Tugas Dikerjakan — Gandakan seluruh catatan di bawah ini baris demi baris tanpa mengubah satu karakter pun.
--- Daftar Data ---
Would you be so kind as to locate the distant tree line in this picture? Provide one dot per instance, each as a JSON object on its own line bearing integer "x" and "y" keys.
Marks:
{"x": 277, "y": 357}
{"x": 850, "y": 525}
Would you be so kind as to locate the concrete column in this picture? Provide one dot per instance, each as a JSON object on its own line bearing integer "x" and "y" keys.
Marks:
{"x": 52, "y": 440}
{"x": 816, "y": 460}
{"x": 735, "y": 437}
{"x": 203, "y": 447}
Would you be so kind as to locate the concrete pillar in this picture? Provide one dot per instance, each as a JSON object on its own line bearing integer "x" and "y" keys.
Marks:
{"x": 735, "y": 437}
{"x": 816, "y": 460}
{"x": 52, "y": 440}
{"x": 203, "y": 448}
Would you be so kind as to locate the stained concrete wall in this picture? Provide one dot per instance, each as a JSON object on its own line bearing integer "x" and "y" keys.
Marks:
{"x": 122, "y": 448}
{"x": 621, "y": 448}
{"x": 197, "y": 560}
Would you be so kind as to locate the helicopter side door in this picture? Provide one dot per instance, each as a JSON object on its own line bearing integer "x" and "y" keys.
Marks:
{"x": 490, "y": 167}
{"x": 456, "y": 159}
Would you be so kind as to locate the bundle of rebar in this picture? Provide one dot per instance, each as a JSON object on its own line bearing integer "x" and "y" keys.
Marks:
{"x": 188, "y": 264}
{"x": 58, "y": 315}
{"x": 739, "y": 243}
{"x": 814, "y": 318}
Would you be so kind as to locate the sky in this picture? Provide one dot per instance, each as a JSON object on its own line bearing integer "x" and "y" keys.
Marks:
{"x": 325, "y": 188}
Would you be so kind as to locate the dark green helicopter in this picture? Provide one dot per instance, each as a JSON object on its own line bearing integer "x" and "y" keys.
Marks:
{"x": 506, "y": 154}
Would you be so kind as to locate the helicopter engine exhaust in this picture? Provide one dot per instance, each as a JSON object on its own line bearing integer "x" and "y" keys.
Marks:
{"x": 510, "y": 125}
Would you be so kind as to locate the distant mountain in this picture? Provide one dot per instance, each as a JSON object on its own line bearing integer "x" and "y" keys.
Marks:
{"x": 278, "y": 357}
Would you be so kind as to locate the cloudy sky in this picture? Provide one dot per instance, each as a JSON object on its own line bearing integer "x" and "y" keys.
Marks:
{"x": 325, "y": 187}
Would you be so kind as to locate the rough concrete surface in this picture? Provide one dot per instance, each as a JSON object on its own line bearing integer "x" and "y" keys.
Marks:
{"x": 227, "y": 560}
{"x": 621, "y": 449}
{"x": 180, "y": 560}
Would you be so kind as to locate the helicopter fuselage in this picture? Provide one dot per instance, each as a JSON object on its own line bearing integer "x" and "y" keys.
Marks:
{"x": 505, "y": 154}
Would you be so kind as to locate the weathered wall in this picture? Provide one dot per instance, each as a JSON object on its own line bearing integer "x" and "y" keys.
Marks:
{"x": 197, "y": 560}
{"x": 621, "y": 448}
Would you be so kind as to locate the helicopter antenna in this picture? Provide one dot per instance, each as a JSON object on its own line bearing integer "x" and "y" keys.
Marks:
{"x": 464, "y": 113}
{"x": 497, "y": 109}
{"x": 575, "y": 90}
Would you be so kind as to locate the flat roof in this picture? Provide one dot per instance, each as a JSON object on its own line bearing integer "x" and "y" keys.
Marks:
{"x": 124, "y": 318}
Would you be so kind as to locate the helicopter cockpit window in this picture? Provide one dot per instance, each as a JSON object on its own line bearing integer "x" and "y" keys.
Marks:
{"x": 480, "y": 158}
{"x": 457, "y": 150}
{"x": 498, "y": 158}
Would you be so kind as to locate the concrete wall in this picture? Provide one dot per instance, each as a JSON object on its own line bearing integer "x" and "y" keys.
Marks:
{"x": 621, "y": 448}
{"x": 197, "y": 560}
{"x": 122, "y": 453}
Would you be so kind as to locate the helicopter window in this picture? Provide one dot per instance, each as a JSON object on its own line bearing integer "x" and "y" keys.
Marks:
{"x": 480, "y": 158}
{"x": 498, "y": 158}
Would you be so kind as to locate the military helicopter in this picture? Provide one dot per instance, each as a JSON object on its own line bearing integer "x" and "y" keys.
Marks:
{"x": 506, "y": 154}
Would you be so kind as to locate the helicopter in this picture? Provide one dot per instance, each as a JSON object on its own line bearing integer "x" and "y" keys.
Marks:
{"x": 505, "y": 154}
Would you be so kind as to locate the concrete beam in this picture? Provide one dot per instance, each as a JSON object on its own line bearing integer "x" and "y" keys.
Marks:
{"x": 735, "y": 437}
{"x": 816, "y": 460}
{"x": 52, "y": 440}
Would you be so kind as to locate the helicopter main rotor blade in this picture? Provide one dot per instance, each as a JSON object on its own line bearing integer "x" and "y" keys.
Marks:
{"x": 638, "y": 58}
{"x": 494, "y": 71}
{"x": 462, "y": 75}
---
Hasil Tugas Ini —
Would you be so kind as to locate the distant tree line in this picture? Provide one dot per instance, each as a JSON object on its own line bearing integer "x" and "y" keys.
Marks:
{"x": 277, "y": 357}
{"x": 850, "y": 525}
Would you be so kind as to locate the concrete column in this picture? Provide one dot per instance, each as a JSON object on its own line bearing integer "x" and "y" keys.
Marks:
{"x": 52, "y": 440}
{"x": 816, "y": 460}
{"x": 735, "y": 437}
{"x": 203, "y": 447}
Would you be so kind as to locate the concrete pillar in this picture? Provide one dot per instance, each as a JSON object on its own line bearing integer "x" and "y" keys.
Marks:
{"x": 735, "y": 437}
{"x": 816, "y": 460}
{"x": 52, "y": 440}
{"x": 203, "y": 448}
Would you be so kind as to locate the stained concrete wall in this picture? Provide one dot per instance, each as a JSON object on its own line bearing integer "x" and "y" keys.
Marks:
{"x": 122, "y": 448}
{"x": 621, "y": 448}
{"x": 197, "y": 560}
Would you be so kind as to locate the helicopter side door in this picture? Provide one dot per instance, each as a JSON object on its own line bearing integer "x" and "y" keys.
Marks:
{"x": 490, "y": 167}
{"x": 456, "y": 159}
Would you be so kind as to locate the bundle of rebar in this picture? Provide one dot per instance, each as a JSON object on its own line bearing integer "x" and "y" keys.
Marks:
{"x": 188, "y": 264}
{"x": 58, "y": 315}
{"x": 739, "y": 243}
{"x": 814, "y": 318}
Would you be so kind as to locate the sky in this picture? Provide one dot per instance, each as a JSON object on its own line bearing integer "x" and "y" keys.
Marks:
{"x": 325, "y": 188}
Would you be so kind as to locate the dark green helicopter in this picture? Provide one dot per instance, each as a JSON object on its own line bearing integer "x" and "y" keys.
Marks:
{"x": 506, "y": 154}
Would you be so kind as to locate the helicopter engine exhaust in this picture? Provide one dot per instance, each as a JSON object on its own line bearing integer "x" and "y" keys.
Marks:
{"x": 510, "y": 125}
Would you be so kind as to locate the distant mountain in this picture? Provide one dot per instance, each as a JSON object on its own line bearing integer "x" and "y" keys.
Marks:
{"x": 278, "y": 357}
Would you be so kind as to locate the cloudy sky in this picture? Provide one dot per instance, each as a JSON object on its own line bearing integer "x" and "y" keys.
Marks:
{"x": 325, "y": 187}
Would you be so kind as to locate the rough concrete surface in this picture? Provide one dot per instance, each as a JSON object on its own line bearing integer "x" and "y" keys.
Marks:
{"x": 227, "y": 560}
{"x": 621, "y": 449}
{"x": 180, "y": 560}
Would you be so kind as to locate the helicopter fuselage in this picture? Provide one dot per instance, each as a JSON object on its own line bearing integer "x" and "y" keys.
Marks:
{"x": 505, "y": 154}
Would you be so kind as to locate the weathered wall in this picture? Provide one dot per instance, each as a JSON object on its own line bearing integer "x" and "y" keys.
Marks:
{"x": 197, "y": 560}
{"x": 621, "y": 448}
Would you be so kind as to locate the helicopter antenna in this picture? Provide one dot per instance, each as a JSON object on its own line bearing integer "x" and "y" keys.
Marks:
{"x": 464, "y": 113}
{"x": 497, "y": 109}
{"x": 575, "y": 90}
Would you be so kind as to locate the flat roof in this picture? Provide one dot per instance, each as a JSON object on its own line bearing integer "x" and "y" keys.
Marks:
{"x": 124, "y": 318}
Would you be so kind as to locate the helicopter cockpit window in this picture? Provide one dot per instance, each as a JSON object on its own line bearing integer "x" and "y" keys.
Marks:
{"x": 480, "y": 158}
{"x": 457, "y": 150}
{"x": 498, "y": 158}
Would you be so kind as to locate the concrete wall in this picture? Provide one dot per instance, each as a JSON object on its own line bearing integer "x" and "y" keys.
Marks:
{"x": 621, "y": 448}
{"x": 197, "y": 560}
{"x": 122, "y": 453}
Would you be so kind as to locate the helicopter window in this picture? Provide one dot per instance, each as a JSON object on its own line bearing integer "x" and "y" keys.
Marks:
{"x": 480, "y": 158}
{"x": 498, "y": 158}
Would you be so kind as to locate the military helicopter in this picture? Provide one dot per instance, each as a JSON object on its own line bearing integer "x" and "y" keys.
Marks:
{"x": 506, "y": 154}
Would you be so kind as to locate the helicopter in this picture? Provide one dot per instance, each as a JSON object on its own line bearing integer "x" and "y" keys.
Marks:
{"x": 505, "y": 154}
Would you be so kind as to locate the concrete beam in this picture? Provide one dot per instance, each as a JSON object on its own line bearing integer "x" and "y" keys.
Marks:
{"x": 735, "y": 437}
{"x": 816, "y": 460}
{"x": 52, "y": 440}
Would you be so kind as to locate the helicopter main rotor blade in this picture? Provide one dot per instance, each as a JSON object on its own line bearing integer "x" and "y" keys.
Marks:
{"x": 638, "y": 58}
{"x": 494, "y": 71}
{"x": 462, "y": 75}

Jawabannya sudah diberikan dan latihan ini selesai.